Exercise inputs
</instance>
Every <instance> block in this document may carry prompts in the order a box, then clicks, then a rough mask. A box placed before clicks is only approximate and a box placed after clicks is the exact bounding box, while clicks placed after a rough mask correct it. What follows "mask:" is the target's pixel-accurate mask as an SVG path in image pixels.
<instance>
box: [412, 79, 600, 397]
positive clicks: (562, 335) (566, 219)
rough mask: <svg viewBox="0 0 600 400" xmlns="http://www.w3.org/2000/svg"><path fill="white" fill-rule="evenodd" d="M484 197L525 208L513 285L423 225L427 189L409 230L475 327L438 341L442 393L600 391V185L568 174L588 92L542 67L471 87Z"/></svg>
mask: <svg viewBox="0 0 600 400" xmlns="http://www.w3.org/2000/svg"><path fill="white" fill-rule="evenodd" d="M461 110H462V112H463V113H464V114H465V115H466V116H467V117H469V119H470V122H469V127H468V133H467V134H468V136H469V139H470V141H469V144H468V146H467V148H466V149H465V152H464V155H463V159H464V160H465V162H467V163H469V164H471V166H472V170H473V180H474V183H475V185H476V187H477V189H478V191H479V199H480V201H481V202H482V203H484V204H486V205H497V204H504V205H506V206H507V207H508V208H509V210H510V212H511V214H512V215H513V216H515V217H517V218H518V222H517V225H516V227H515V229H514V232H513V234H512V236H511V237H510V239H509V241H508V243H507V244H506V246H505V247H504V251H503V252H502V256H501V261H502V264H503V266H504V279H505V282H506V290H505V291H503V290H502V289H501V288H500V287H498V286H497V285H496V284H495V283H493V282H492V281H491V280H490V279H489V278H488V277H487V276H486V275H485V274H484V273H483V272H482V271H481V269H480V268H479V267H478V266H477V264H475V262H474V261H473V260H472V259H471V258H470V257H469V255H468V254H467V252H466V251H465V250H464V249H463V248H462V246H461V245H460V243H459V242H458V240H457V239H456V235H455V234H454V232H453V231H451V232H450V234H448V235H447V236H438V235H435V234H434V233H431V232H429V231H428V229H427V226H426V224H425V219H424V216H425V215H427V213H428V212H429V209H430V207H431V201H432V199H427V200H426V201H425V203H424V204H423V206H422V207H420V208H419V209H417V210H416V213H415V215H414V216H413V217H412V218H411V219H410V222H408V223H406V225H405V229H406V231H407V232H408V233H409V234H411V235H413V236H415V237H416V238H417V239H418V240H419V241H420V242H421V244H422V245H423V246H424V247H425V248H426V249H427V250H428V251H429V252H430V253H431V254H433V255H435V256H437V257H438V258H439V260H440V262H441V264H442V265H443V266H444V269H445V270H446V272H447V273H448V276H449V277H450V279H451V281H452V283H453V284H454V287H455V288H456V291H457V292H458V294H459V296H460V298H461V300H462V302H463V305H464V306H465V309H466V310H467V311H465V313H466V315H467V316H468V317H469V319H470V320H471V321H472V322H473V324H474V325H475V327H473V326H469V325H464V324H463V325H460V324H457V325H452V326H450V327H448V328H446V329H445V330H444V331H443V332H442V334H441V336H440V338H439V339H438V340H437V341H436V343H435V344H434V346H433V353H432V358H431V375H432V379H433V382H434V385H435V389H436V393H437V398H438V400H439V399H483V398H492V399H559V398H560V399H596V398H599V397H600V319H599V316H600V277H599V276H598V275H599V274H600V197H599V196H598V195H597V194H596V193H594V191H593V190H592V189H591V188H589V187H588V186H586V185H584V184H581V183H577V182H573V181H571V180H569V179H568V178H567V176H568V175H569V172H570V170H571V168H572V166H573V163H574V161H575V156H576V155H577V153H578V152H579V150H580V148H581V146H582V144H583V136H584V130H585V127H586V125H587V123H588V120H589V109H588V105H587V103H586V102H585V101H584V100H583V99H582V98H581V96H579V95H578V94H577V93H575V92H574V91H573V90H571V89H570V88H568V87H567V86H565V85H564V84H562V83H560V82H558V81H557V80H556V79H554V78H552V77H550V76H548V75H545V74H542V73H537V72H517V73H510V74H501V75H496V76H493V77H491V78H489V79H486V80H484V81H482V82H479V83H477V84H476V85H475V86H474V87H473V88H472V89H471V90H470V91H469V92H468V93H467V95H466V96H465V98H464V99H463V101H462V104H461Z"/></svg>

Description of the task
Your answer should be the exact lines above from the one with "Every <instance> block" through the one with "positive clicks: (562, 335) (566, 219)", both included, and nothing besides.

Completed exercise
Every <instance> block in this document may carry prompts in the order a box, then clicks, then a rough mask. A box placed before clicks is only approximate and a box placed after clicks is the exact bounding box, while clicks placed after a rough mask correct it. What follows "mask:" is the target's pixel-accurate mask as an SVG path in image pixels.
<instance>
box: [412, 79, 600, 397]
positive clicks: (562, 335) (566, 219)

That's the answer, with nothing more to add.